=== Selected text ===
Cambridge University bases its Preliminary examination on a vocabulary of about 2,200 words. The Callan student, however, needs only about 1,500 words. This is because he has complete mastery of these words (and the grammar that goes with them) and can use them to communicate as effectively as a student who has a knowledge, but not necessarily a complete mastery, of 2,200 words.
Even if the non-Callan student had a complete mastery of the 2,200 words, he would still have learnt at a rate of only 6¼ words an hour, which is only about a third of the Callan student’s 19. For the average non-Callan student to have a complete mastery of the 2,200 words, he would have to study for more than the 350 hours.
27 pence a word compared to £1.17
The cost of lessons at a private school varies from school to school, town to town, country to country, and, of course, from year to year; but if, for example, a lesson costs £5 (by London 1995 rates), it is seen that a Callan student pays £400 for his 80 hours of preparation for the Cambridge Preliminary compared with the non-Callan student's £1,750 for his 350 hours. This means that to master 1,500 words the Callan student pays 27 pence a word compared with the non-Callan student's £1.17. Even if the non-Callan student mastered 2,200 words, he would still be paying 80p a word, which is still treble the Callan student's 27p.
The student should learn to think in terms of "cost per word taught" and "cost for a complete preparation" rather than in terms of "cost per lesson". The number of words he learns per lesson does not depend so much upon himself, or on his teacher, as upon the method the teacher employs.
How schools using the Callan Method can guarantee success
After the student has completed his first 15 lessons, a school using the Callan Method will calculate his speed of learning. If, for example, he has covered an average of four pages per lesson, the school divides this figure into the total number of pages the student will have to cover to reach the level of the Cambridge Certificates. This will give the number of lessons required. The school can then give the student a guarantee for this number of lessons, plus a percentage to cover such things as lateness and absenteeism.
===
◆ **Aim A**
For the Callan Method passage, say whether each statement agrees with it, answering yes or no and quoting the words that decide it: (i) The Callan student needs only about 1,500 words. (ii) A school using the Callan Method calculates a student's speed of learning after his first 10 lessons. (iii) The number of words a student learns per lesson depends mainly on his teacher.
=== Source data ===
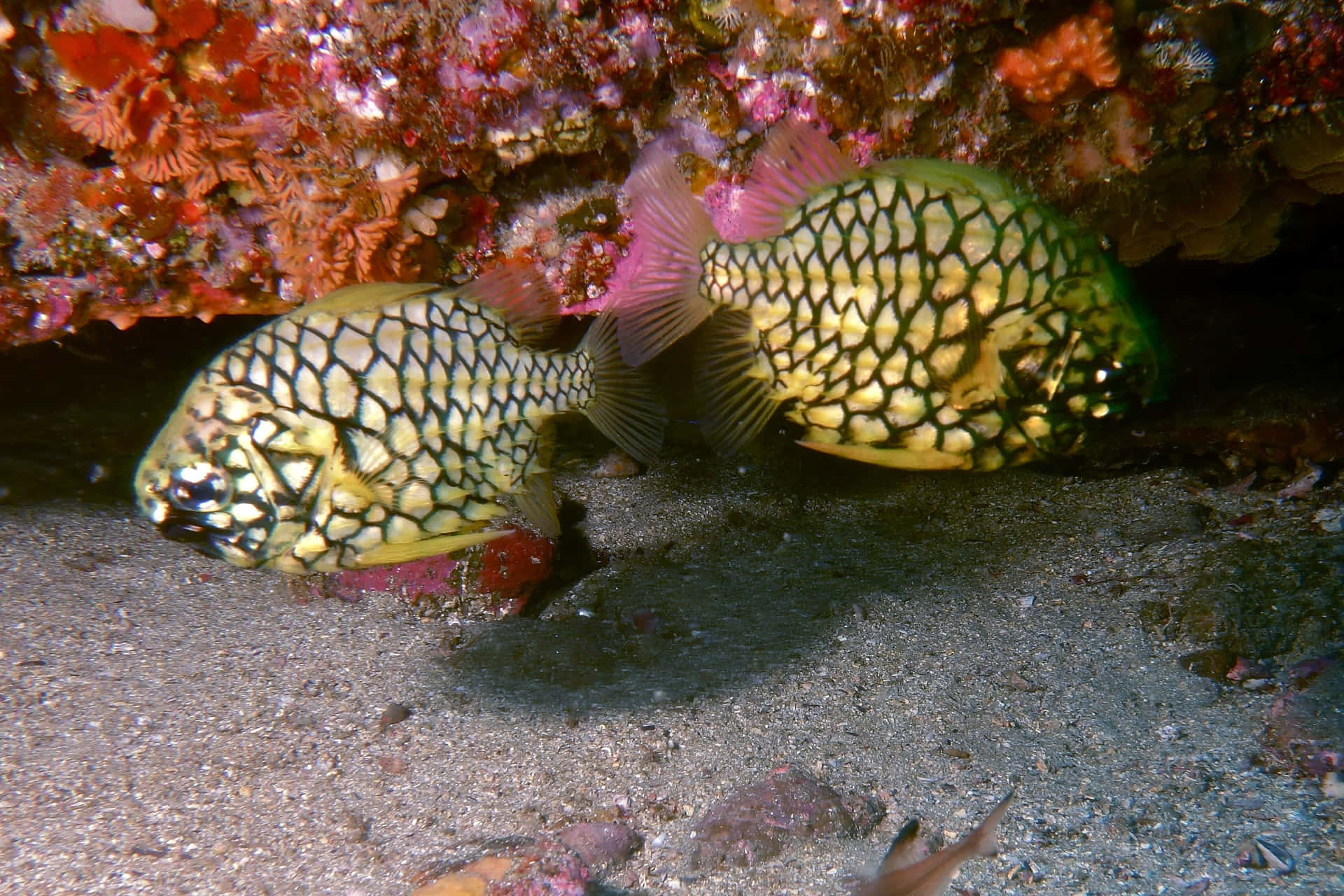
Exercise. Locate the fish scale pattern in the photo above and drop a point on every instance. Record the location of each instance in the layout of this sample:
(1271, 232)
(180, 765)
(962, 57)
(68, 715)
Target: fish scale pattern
(894, 314)
(346, 431)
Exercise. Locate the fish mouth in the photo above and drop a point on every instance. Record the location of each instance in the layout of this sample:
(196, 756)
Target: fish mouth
(204, 539)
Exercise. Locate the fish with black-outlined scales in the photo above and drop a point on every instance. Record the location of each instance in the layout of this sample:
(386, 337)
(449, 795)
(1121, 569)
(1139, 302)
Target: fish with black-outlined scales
(918, 314)
(384, 424)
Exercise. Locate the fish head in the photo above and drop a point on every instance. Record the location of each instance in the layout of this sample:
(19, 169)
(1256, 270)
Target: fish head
(207, 482)
(1114, 367)
(1086, 352)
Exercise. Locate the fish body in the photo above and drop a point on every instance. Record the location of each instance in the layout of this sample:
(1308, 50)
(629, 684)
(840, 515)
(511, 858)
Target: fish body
(932, 875)
(920, 314)
(384, 424)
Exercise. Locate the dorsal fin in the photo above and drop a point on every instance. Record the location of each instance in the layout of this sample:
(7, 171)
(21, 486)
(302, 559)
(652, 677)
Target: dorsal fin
(362, 298)
(521, 293)
(794, 163)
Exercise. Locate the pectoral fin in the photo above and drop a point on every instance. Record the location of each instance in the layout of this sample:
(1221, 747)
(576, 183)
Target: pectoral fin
(898, 458)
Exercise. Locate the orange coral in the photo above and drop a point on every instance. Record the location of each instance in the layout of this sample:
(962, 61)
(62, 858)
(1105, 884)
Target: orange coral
(144, 127)
(1081, 48)
(327, 237)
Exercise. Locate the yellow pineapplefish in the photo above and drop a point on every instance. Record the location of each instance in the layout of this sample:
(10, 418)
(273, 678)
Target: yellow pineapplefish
(382, 424)
(918, 314)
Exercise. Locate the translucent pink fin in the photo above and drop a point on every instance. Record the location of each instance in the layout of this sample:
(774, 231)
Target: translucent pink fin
(625, 403)
(794, 163)
(521, 293)
(734, 387)
(659, 300)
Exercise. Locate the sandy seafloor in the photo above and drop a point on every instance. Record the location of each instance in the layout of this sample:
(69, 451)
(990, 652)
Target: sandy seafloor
(169, 724)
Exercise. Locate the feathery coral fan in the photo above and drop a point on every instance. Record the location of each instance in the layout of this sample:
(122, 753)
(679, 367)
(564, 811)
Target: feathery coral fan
(1079, 48)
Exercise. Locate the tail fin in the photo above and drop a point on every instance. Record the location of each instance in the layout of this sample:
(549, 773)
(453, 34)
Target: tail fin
(657, 301)
(625, 405)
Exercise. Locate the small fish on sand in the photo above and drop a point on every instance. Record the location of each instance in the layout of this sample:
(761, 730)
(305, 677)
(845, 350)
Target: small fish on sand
(918, 314)
(932, 875)
(384, 424)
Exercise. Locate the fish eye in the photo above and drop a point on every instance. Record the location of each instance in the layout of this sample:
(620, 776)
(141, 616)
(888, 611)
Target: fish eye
(200, 488)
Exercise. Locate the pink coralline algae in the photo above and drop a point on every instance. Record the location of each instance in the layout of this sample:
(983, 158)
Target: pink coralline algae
(182, 158)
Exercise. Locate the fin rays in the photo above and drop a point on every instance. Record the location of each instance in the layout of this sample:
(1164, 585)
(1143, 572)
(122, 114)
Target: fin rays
(734, 394)
(659, 300)
(625, 403)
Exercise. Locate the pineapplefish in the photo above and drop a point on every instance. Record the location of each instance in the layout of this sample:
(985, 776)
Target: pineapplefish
(382, 424)
(918, 314)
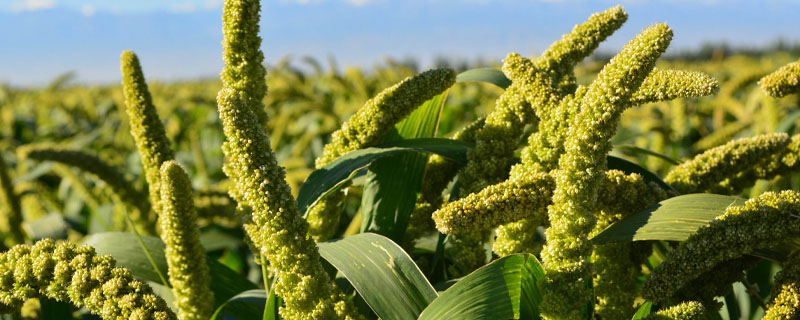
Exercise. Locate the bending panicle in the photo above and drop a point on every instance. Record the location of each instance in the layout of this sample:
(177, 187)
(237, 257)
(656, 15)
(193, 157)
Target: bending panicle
(562, 56)
(147, 130)
(691, 310)
(65, 272)
(366, 128)
(717, 164)
(244, 70)
(783, 81)
(662, 85)
(785, 298)
(121, 187)
(580, 170)
(760, 223)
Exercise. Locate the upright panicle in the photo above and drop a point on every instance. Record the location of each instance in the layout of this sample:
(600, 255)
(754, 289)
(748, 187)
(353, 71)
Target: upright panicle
(366, 128)
(760, 223)
(147, 130)
(580, 169)
(244, 69)
(560, 58)
(783, 81)
(186, 258)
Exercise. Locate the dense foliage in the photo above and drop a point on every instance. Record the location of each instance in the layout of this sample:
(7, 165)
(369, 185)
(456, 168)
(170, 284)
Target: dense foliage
(548, 187)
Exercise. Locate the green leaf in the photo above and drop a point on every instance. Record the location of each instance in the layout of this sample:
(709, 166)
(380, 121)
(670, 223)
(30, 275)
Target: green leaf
(55, 310)
(249, 304)
(51, 226)
(382, 273)
(506, 288)
(630, 167)
(643, 311)
(488, 75)
(392, 183)
(327, 179)
(788, 123)
(632, 150)
(674, 219)
(125, 248)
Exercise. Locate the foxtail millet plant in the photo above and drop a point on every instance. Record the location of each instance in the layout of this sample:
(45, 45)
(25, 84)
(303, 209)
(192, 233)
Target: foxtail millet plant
(186, 260)
(366, 128)
(277, 229)
(147, 130)
(63, 271)
(783, 81)
(760, 223)
(11, 214)
(495, 142)
(567, 248)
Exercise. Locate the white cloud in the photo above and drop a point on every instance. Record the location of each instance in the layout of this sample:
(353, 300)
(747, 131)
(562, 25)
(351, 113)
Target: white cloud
(185, 7)
(32, 5)
(213, 4)
(359, 3)
(88, 10)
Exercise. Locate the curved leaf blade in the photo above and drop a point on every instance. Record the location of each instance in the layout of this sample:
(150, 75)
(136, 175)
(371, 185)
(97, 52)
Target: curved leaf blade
(630, 167)
(330, 177)
(392, 183)
(643, 311)
(674, 219)
(249, 304)
(633, 150)
(488, 75)
(382, 273)
(506, 288)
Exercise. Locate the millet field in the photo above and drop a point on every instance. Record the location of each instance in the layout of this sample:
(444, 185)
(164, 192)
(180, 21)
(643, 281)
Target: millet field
(540, 187)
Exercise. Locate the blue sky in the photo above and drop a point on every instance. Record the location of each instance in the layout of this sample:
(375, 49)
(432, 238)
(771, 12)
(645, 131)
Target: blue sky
(180, 39)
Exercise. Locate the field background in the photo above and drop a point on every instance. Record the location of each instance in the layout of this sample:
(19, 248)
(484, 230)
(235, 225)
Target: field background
(307, 100)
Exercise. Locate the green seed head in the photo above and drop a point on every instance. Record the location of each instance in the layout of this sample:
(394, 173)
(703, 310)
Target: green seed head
(783, 81)
(186, 259)
(244, 71)
(63, 271)
(146, 128)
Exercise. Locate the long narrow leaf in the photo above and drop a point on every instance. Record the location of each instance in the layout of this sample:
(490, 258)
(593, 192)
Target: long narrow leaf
(630, 167)
(125, 248)
(674, 219)
(392, 183)
(328, 178)
(507, 288)
(382, 273)
(246, 305)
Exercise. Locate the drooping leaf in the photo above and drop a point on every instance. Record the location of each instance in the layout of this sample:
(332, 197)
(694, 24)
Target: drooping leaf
(632, 150)
(382, 273)
(52, 226)
(330, 177)
(249, 304)
(488, 75)
(643, 311)
(674, 219)
(630, 167)
(507, 288)
(126, 250)
(788, 123)
(392, 183)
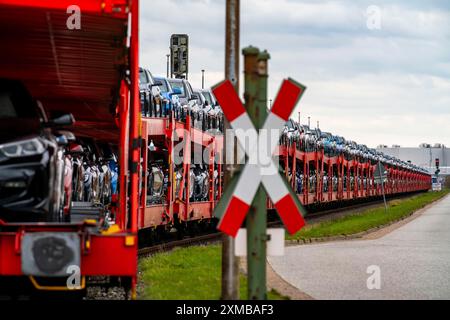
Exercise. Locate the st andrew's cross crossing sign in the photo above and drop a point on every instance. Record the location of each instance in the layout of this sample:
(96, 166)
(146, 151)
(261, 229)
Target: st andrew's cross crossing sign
(260, 167)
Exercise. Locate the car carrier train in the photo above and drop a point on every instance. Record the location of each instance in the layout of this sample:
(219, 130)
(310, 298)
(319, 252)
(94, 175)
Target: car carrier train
(94, 149)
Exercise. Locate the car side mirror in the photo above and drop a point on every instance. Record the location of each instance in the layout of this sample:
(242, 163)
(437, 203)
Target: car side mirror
(64, 120)
(176, 91)
(193, 97)
(62, 140)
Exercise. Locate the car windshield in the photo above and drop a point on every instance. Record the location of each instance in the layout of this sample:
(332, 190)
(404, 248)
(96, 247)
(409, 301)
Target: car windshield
(208, 97)
(163, 85)
(178, 85)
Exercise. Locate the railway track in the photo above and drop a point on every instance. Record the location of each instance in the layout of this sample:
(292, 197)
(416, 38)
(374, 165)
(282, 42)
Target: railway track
(216, 236)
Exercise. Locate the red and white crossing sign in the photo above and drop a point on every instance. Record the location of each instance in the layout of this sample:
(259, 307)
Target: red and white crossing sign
(260, 167)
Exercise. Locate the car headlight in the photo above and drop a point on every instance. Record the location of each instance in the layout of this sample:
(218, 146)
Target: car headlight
(22, 148)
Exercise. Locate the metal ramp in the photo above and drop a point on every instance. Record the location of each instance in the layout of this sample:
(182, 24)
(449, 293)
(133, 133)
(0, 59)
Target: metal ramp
(85, 211)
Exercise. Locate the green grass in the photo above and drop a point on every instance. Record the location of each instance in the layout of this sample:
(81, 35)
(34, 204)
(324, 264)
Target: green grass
(369, 218)
(192, 273)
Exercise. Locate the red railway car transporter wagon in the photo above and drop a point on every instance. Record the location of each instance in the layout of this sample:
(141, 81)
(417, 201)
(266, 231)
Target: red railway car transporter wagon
(91, 72)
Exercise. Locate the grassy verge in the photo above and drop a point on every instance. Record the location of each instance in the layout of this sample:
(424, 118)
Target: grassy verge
(369, 218)
(192, 273)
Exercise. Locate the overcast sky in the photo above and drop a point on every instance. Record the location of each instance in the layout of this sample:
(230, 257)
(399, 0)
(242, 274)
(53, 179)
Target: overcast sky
===
◆ **Aim B**
Print the entries again without any changes, from the line that contains "Exercise. Locate the car headlight" through the end of the entries.

◆ **Problem solution A**
(i) Yes: "The Callan student, however, needs only about 1,500 words."
(ii) No: "After the student has completed his first 15 lessons, a school using the Callan Method will calculate his speed of learning."
(iii) No: "The number of words he learns per lesson does not depend so much upon himself, or on his teacher, as upon the method the teacher employs."

◆ **Problem solution B**
Exercise. Locate the car headlight in the photo above and drop a point on every instance. Record the location of each instance in the layout of this sample:
(218, 146)
Target: car headlight
(22, 148)
Exercise. Locate the metal ramp in the photo above and drop a point on every instance. Record the location of each instance in the layout of this sample:
(182, 24)
(449, 293)
(133, 133)
(0, 59)
Target: metal ramp
(85, 211)
Exercise. Locate the green grass in the photo above and drop a point on every instance. Record the location of each instance in the layout of this sample:
(81, 35)
(34, 204)
(324, 264)
Target: green grass
(369, 218)
(192, 273)
Exercise. Locate the red railway car transporter wagon in the photo above and drop a point on every instance. Record the location of each instance in the layout of this sample:
(141, 81)
(417, 201)
(266, 231)
Target: red railway car transporter wagon
(91, 72)
Exercise. Locate the grassy verge in the photo above and drop a point on every instance. Record the location of each instance in the layout of this sample:
(424, 118)
Target: grassy verge
(369, 218)
(192, 273)
Exercise. Locate the overcast sky in the photo above and drop a point on every instance. Record the location of each instance in the layout of this sample:
(230, 257)
(399, 0)
(242, 274)
(53, 179)
Target: overcast sky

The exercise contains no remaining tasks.